TASK =>
Transcribe the passage from the Zoelucasa article that starts with "Zoelucasa is a" and goes on through "sole species Zoelucasa sablensis.".
BEGIN PAGE EXTRACT
Zoelucasa

Scientific classification
- Domain: Eukaryota
- Clade: Sar
- Clade: Rhizaria
- Phylum: Cercozoa
- Subphylum: Filosa
- Class: Imbricatea
- Superorder: Euglyphia
- Order: Zoelucasida Cavalier-Smith in Scoble & Cavalier-Smith 2014
- Family: Zoelucasidae Cavalier-Smith in Scoble & Cavalier-Smith 2014
- Genus: Zoelucasa Nicholls 2012
- Species: Z. sablensis
- Binomial name: Zoelucasa sablensis Nicholls 2012

= Zoelucasa =

- Authority: Nicholls 2012
- Parent authority: Nicholls 2012

Genus of imbricate cercozoans

Zoelucasa is a genus of imbricate cercozoans. It is the only genus in the family Zoelucasidae and order Zoelucasida and belongs to the superorder Euglyphia. It contains the sole species Zoelucasa sablensis.

== Characteristics ==
The posterior cilia are curved backward; the cells have non-sliding double cilia. Parallel centrioles are present. A large nucleus and a rigid lorica composed of large imbricate, overlapping, likely silicified oval scales that are probably double-layered, with meshwork connecting the smooth unperforated layers. The cells are housed within this lorica, which consists of a single morphological form of silicified scales. There are no chloroplasts. There is a long, single posterior flagellum and a short, single anterior flagellum extending laterally. The cells have a diameter of approximately 10 micrometers. They are found within a radially symmetrical, pyriform lorica that is 1.5–2 times the cell diameter in length (smaller in dried specimens). This lorica consists of 10–15 large, overlapping, circular to slightly elliptical scales, each with a diameter of 3–6 micrometers. The scales lack ornamentation, and their distal surfaces are convex. The long, posterior, trailing flagellum is approximately 1–1.5 times the length of the lorica. The shorter anterior flagellum is generally shorter than the cell diameter. Both flagella emerge from an anterior flagellar pocket in a parallel arrangement.

== Taxonomy ==
Zoelucasa was first described in 2012 by Nicholls with the only species Zoelucasa sablensis. The genus was assigned phylum Cercozoa incertae sedis, and noted to most likely belong to class Imbricatea. Later, Cavalier-Smith described the monotypic order Zoelucasida and monotypic family Zoelucasidae in Scoble and Cavalier-Smith, 2014. It was assigned to the imbricate superorder Placofila, along with Thaumatomonadida. In 2018, the imbricate superorder Euglyphia was described by Cavalier-Smith in Cavalier-Smith et al., 2018 and Zoelucasida was assigned to there along with the order Euglyphida. In 2020, a new order Trivalvulariida was described by Siemensma and Dumack and also assigned to Euglyphia.
END PAGE EXTRACT
BEGIN DATA EXCERPTS
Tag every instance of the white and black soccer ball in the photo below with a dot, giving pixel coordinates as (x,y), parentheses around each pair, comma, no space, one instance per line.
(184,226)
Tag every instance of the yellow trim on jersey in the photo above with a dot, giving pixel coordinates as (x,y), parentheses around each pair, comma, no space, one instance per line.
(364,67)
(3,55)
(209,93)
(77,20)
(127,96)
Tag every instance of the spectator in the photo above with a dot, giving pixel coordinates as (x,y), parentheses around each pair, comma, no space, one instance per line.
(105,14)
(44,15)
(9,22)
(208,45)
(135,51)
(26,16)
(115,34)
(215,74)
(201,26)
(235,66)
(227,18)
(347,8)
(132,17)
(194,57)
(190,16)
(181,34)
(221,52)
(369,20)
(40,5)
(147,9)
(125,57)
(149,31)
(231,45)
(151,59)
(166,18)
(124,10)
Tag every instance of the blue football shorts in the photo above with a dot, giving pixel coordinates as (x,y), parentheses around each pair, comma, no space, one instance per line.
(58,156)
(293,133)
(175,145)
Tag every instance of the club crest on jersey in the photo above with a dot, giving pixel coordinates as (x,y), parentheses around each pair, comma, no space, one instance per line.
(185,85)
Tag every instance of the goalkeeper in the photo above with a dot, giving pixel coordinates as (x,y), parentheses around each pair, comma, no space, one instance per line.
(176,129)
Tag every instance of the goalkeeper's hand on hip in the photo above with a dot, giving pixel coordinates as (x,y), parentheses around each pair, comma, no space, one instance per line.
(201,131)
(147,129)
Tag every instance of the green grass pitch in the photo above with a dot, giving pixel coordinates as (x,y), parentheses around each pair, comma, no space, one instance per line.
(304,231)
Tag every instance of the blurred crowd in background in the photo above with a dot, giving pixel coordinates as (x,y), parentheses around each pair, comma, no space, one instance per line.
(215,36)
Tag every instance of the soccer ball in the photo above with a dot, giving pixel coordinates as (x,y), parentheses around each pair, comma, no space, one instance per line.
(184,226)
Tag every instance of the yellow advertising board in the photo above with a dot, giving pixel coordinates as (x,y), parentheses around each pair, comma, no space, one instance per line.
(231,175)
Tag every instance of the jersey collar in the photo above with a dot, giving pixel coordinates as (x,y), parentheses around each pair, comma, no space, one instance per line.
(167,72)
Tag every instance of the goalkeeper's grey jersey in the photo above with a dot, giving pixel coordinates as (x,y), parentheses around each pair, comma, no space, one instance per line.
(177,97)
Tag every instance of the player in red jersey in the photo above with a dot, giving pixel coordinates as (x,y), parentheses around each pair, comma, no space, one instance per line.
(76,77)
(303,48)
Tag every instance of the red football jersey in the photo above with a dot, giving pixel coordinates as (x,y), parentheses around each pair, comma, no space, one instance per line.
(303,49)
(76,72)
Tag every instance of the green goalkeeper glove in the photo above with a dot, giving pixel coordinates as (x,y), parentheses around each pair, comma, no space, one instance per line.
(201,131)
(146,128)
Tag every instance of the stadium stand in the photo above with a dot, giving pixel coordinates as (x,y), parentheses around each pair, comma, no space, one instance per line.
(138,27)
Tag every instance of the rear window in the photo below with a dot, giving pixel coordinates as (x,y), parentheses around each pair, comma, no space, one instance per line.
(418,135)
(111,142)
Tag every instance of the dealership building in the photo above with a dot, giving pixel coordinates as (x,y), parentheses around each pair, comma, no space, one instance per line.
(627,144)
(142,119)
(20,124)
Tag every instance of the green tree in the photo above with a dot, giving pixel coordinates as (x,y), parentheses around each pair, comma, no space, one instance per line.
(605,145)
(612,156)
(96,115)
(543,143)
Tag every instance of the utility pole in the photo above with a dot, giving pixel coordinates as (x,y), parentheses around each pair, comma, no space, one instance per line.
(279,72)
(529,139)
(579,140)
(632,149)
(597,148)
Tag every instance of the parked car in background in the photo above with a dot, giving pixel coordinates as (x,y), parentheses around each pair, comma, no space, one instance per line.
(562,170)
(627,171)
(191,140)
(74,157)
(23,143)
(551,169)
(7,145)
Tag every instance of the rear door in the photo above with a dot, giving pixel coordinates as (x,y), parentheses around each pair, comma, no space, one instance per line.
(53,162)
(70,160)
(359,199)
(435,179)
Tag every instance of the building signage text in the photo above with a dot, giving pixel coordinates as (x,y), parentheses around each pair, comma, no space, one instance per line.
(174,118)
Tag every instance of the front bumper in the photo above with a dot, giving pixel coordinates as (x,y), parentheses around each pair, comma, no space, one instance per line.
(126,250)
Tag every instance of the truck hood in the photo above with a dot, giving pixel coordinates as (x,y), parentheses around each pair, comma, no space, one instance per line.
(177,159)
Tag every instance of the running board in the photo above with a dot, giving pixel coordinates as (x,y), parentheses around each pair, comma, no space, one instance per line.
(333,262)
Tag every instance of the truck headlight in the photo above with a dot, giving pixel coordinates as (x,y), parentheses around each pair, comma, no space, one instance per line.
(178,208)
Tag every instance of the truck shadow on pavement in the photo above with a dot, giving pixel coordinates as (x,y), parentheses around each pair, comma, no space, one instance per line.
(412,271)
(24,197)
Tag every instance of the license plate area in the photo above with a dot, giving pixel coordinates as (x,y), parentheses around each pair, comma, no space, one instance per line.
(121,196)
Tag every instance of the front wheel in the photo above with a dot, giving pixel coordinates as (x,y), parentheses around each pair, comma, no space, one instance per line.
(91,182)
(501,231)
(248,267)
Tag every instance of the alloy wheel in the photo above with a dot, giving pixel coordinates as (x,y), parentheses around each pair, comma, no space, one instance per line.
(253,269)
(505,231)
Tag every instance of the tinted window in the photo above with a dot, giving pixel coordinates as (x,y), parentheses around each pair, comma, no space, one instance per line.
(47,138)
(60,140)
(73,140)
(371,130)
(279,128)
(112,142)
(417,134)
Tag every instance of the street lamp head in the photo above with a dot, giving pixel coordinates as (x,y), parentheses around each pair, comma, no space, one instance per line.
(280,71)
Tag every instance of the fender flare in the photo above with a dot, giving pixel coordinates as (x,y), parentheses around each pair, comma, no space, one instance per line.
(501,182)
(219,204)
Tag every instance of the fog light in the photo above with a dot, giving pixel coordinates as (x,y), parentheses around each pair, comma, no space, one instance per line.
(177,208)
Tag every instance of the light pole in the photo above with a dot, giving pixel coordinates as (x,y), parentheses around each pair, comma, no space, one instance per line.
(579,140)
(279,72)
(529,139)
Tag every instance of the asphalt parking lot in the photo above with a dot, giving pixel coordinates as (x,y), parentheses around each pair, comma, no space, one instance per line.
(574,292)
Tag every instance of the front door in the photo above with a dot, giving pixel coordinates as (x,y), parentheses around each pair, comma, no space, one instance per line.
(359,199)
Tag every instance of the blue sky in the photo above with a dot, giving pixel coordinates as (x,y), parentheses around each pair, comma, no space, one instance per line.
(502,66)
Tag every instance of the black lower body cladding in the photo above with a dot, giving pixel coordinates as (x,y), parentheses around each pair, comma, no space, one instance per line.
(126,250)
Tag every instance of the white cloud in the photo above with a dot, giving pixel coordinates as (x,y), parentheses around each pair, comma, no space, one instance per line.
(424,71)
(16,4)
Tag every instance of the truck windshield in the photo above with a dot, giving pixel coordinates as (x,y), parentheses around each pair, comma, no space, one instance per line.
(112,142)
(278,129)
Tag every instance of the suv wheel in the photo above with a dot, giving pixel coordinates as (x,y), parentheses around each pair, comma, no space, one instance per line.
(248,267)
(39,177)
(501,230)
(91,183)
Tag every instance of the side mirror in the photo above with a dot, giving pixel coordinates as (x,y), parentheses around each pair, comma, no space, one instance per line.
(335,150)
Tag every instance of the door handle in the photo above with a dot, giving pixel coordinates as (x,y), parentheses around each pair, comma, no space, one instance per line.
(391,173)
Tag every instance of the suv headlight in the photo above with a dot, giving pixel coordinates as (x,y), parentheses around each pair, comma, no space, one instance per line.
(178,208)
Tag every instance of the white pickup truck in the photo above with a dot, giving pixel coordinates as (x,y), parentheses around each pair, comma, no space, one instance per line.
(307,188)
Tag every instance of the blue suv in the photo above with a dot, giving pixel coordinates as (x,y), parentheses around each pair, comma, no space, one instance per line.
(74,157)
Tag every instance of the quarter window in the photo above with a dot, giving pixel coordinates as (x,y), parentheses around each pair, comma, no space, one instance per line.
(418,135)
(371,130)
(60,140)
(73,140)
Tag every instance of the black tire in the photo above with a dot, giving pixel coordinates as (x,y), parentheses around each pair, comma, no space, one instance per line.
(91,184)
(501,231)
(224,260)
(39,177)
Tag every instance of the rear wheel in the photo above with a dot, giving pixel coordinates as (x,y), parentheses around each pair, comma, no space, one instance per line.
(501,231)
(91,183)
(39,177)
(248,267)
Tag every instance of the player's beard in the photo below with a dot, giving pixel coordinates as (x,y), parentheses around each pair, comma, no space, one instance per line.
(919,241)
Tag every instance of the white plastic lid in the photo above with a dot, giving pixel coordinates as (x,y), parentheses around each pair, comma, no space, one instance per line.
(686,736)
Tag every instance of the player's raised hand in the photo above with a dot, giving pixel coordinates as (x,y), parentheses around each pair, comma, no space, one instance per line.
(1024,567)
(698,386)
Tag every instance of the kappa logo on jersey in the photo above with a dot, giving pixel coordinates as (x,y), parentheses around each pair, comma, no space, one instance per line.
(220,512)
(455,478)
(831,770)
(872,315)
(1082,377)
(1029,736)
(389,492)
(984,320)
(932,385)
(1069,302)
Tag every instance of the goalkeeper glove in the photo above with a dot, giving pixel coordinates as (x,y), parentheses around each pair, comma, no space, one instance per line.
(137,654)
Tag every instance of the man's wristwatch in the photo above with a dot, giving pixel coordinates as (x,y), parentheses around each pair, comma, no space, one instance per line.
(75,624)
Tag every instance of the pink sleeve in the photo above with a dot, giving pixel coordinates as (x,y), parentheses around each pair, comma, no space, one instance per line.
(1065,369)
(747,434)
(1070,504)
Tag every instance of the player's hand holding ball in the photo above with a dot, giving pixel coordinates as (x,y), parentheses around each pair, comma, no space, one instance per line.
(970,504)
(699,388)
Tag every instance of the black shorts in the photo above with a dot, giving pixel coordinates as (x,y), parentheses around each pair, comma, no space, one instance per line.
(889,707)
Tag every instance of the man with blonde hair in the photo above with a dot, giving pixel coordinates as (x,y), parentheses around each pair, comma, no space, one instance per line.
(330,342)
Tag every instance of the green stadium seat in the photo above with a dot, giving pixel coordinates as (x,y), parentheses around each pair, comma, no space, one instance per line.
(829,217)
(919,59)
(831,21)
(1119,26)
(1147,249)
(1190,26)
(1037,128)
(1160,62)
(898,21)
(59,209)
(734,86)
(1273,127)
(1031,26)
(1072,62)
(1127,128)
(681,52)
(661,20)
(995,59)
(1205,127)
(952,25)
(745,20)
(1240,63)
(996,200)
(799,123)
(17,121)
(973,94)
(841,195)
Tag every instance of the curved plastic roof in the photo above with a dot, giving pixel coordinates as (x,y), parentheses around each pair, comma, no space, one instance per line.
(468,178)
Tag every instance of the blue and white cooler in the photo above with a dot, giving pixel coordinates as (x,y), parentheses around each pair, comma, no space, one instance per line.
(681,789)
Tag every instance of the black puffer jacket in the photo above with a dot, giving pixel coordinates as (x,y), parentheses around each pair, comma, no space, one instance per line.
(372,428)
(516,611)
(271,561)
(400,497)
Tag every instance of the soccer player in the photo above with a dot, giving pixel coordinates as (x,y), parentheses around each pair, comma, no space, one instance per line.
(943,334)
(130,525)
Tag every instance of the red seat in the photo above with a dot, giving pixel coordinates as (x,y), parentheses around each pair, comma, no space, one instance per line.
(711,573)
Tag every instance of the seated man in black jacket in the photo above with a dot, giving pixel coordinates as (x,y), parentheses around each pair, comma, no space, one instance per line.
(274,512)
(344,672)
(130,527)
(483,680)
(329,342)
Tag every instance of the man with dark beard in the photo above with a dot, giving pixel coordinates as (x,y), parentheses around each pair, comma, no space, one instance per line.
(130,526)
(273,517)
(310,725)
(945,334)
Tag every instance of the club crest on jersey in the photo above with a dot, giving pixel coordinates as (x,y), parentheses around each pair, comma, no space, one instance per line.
END DATA EXCERPTS
OUTPUT BELOW =>
Zoelucasa is a genus of imbricate cercozoans. It is the only genus in the family Zoelucasidae and order Zoelucasida and belongs to the superorder Euglyphia. It contains the sole species Zoelucasa sablensis.